* **Extract**:

--

In accordance with paragraphs (b)(2)(ii)
and (3) of this section, when CBP
discloses information to an eligible
person prior to seizure, CBP will notify
the eligible person that some or all of
the information being released may be
subject to the protections of the Trade
Secrets Act, and that CBP is only
disclosing the information to the eligible
person for the purpose of assisting CBP
in determining whether the
merchandise violates the DMCA.
(2) Bond. CBP may release a sample
under paragraphs (b)(2)(ii) and (3) of
this section when the eligible person
furnishes to CBP a bond in an amount
specified by CBP and containing the
conditions set forth in § 113.70 of this
chapter. CBP may demand the return of
the sample at any time. The eligible
person must return the sample to CBP
upon demand or at the conclusion of
any examination, testing, or similar
procedure performed on the sample. In
the event that the sample is damaged,
destroyed, or lost while in the
possession of the eligible person, the
eligible person must, in lieu of return of
the sample, certify to CBP that: ‘‘The
sample described as [insert description]
and provided pursuant to 19 CFR
133.47(c) was (damaged/destroyed/lost)
during examination, testing, or other
use.’’
(d) Disclosure to importer of
unredacted photographs, images or
samples. CBP will disclose to the
importer unredacted photographs,
images, or an unredacted sample of
imported merchandise suspected of
violating the DMCA at any time after the
merchandise is presented to CBP for
examination. CBP may demand the
return of the sample at any time. The
importer must return the sample to CBP
upon demand or at the conclusion of
any examination, testing, or similar
procedure performed on the sample. In
the event that the sample is damaged,
destroyed, or lost while in the
possession of the importer, the importer
must, in lieu of return of the sample,
certify to CBP that: ‘‘The sample
described as [insert description] and
provided pursuant to 19 CFR 133.47(d)

--

Stored data
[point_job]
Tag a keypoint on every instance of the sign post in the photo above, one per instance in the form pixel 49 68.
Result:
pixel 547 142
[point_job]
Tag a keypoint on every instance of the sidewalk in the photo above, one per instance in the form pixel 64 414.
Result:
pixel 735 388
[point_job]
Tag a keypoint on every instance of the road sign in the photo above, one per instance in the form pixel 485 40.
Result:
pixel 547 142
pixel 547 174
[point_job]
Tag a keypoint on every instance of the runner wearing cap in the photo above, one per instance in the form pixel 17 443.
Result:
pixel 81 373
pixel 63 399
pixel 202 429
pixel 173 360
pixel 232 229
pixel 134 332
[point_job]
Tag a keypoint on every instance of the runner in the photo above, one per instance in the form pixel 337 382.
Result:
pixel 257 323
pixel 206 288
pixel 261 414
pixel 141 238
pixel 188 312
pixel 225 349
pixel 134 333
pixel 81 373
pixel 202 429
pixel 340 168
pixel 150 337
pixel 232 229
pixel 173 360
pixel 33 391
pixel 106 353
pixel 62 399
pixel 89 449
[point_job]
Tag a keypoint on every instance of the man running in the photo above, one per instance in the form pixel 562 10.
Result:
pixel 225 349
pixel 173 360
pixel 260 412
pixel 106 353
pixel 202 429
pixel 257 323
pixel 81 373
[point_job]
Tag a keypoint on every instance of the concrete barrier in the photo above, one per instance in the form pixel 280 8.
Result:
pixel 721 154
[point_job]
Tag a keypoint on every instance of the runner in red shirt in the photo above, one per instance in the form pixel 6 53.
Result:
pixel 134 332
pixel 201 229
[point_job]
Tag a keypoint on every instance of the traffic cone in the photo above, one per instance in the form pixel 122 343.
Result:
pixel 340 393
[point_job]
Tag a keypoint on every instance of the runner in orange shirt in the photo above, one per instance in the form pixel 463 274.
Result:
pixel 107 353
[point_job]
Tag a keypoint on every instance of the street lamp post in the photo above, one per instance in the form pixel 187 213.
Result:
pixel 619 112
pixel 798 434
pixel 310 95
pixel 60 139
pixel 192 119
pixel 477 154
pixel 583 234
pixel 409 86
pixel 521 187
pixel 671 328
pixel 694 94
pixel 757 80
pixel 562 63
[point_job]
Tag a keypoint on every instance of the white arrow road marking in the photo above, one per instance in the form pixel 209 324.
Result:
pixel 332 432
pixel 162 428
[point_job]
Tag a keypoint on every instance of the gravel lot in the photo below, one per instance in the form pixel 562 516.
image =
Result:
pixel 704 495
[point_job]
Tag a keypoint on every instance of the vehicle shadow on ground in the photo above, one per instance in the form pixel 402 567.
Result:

--

* **Task list**:
(a) Give the entries as a JSON list of strings, one string per line with blank lines left out, starting at the first line of the entries and ending with the line that contains "pixel 721 154", both included.
(b) Carry the CBP disclosure excerpt forward from the point where it stops.
The excerpt and the entries have no connection to each other.

* **Results for the exercise**:
(a)
[
  "[point_job]",
  "Tag a keypoint on every instance of the sign post in the photo above, one per instance in the form pixel 49 68.",
  "Result:",
  "pixel 547 142",
  "[point_job]",
  "Tag a keypoint on every instance of the sidewalk in the photo above, one per instance in the form pixel 64 414.",
  "Result:",
  "pixel 735 388",
  "[point_job]",
  "Tag a keypoint on every instance of the road sign in the photo above, one per instance in the form pixel 485 40.",
  "Result:",
  "pixel 547 142",
  "pixel 547 174",
  "[point_job]",
  "Tag a keypoint on every instance of the runner wearing cap in the photo above, one per instance in the form pixel 17 443.",
  "Result:",
  "pixel 81 373",
  "pixel 63 399",
  "pixel 202 429",
  "pixel 173 360",
  "pixel 232 229",
  "pixel 134 332",
  "[point_job]",
  "Tag a keypoint on every instance of the runner in the photo above, one per instance in the form pixel 337 382.",
  "Result:",
  "pixel 257 323",
  "pixel 206 288",
  "pixel 261 414",
  "pixel 141 238",
  "pixel 188 312",
  "pixel 225 349",
  "pixel 134 333",
  "pixel 81 373",
  "pixel 202 429",
  "pixel 340 168",
  "pixel 150 337",
  "pixel 232 229",
  "pixel 173 360",
  "pixel 33 391",
  "pixel 106 353",
  "pixel 62 399",
  "pixel 89 449",
  "[point_job]",
  "Tag a keypoint on every instance of the man running in the photo above, one per instance in the form pixel 562 10.",
  "Result:",
  "pixel 225 349",
  "pixel 173 360",
  "pixel 260 412",
  "pixel 106 353",
  "pixel 202 429",
  "pixel 257 323",
  "pixel 81 373",
  "[point_job]",
  "Tag a keypoint on every instance of the concrete barrier in the photo above, one per instance in the form pixel 280 8.",
  "Result:",
  "pixel 721 154"
]

(b)
was (damaged/destroyed/lost) during
examination, testing, or other use.’’
(e) Seizure and disclosure to injured
person of comprehensive importation
information. Upon a determination by
CBP, made any time after the
merchandise has been presented for
examination, that an article of domestic
or foreign manufacture imported into
the United States violates the DMCA as
described in paragraph (a)(1) of this
section, CBP will seize such
merchandise and, in the absence of
written consent of the injured person
(see paragraph (g) of this section), forfeit
the seized merchandise in accordance
with the customs laws. When
merchandise is seized under this
section, CBP will disclose to the injured
person the following comprehensive
importation information, if available,
within 30 business days from the date
of the notice of the seizure:
(1) The date of importation;
(2) The port of entry;
(3) The description of the
merchandise from the notice of seizure;
(4) The quantity as set forth in the
notice of seizure;
(5) The country of origin of the
merchandise;
(6) The name and address of the
manufacturer;
(7) The name and address of the
exporter; and
(8) The name and address of the
importer.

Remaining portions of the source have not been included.